#### Extract
She points out, quite correctly I think, that up until the 1960s, shaming children for their "bad" behavior was a primary tool of parents and teachers. Then the '60's youth generation — my generation — declared war on an ethos which saw (in an example Dr. Brothers' herself gives) kids being made fun of by teachers in front of their class for wetting their pants.

I also think her point well taken that the pendulum has swung too far in the other direction: incessant self-revelation. 24/7 self-exposure, à la celebrities like Madonna (whom Dr. Brothers quotes as saying, "I have no shame") is the order of the day.

Where I disagree with Dr. Brothers is her prescription: a return of "good" or "positive" shame to our culture.

I doubt there's such as thing as "good" shame. Yes, there is a type of shame which (as she notes) is hard-wired into Madonna and everyone else, by virtue of being human. It — in the way that fear is also — is a powerful emotional response to a particular kind of situation. When we are exposed as doing what society abhors, however we may try to cover our reaction, we feel shame.

Even Madonna, I'm sure, knows exactly what it is that she says she has none of. For shame is something we feel when the occasion is appropriate ... it is not supposed to be something we have.

In this way, again, shame is like fear. When we feel fear in appropriate circumstances, that's good. But when we continue to feel fear beyond the immediate justification for it, we call it anxiety and consider it bad.

The so-called "good" shame which Dr. Brothers calls on us to have stands in relation to actual shame as anxiety does to actual, justifiable fear.

No, there's too much danger in Dr. Brothers' prescription for having more "good" shame. It would all too easily become a rationale to go back to the cruel, repressive, counterproductive shaming ethos of an earlier era.

What's needed is not an increase in shame or shaming. It's not more humiliation, but greater personal humility.

Humbleness has all the positive attributes Dr. Brothers identifies with "good" shame. It

  • gives you new insight about yourself
  • encourages you to make improvements
  • expands your value system
  • makes you more sensitive to others, and
  • makes you want to elevate the culture around you.

But humility is not (in Dr. Brothers' definition of shame) "the feeling that there's something wrong about you."
########
#### Data excerpt
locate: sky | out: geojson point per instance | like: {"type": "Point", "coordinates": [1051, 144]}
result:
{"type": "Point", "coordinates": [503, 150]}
########
● **Written exercise 1**:
In the commentary on shame, reproduce the passage that opens with the words containing "I doubt there's" and closes with "consider it bad.", substituting "worry" for "anxiety".
● **Written exercise 2**:
Answer the following questions from the commentary on shame.
(a) What example does Dr. Brothers give of how children were shamed before the 1960s?
(b) Whom does Dr. Brothers quote as saying "I have no shame"?
(c) What does the author say is needed instead of more shame or shaming?
● **Written exercise 3**:
List every positive attribute of humbleness that the commentary on shame names.

● **Exercise output 1**:
I doubt there's such as thing as "good" shame. Yes, there is a type of shame which (as she notes) is hard-wired into Madonna and everyone else, by virtue of being human. It — in the way that fear is also — is a powerful emotional response to a particular kind of situation. When we are exposed as doing what society abhors, however we may try to cover our reaction, we feel shame.

Even Madonna, I'm sure, knows exactly what it is that she says she has none of. For shame is something we feel when the occasion is appropriate ... it is not supposed to be something we have.

In this way, again, shame is like fear. When we feel fear in appropriate circumstances, that's good. But when we continue to feel fear beyond the immediate justification for it, we call it worry and consider it bad.

● **Exercise output 2**:
(a) Teachers made fun of children in front of their class for wetting their pants.
(b) Madonna.
(c) Not more humiliation, but greater personal humility.

● **Exercise output 3**:
- It gives you new insight about yourself.
- It encourages you to make improvements.
- It expands your value system.
- It makes you more sensitive to others.
- It makes you want to elevate the culture around you.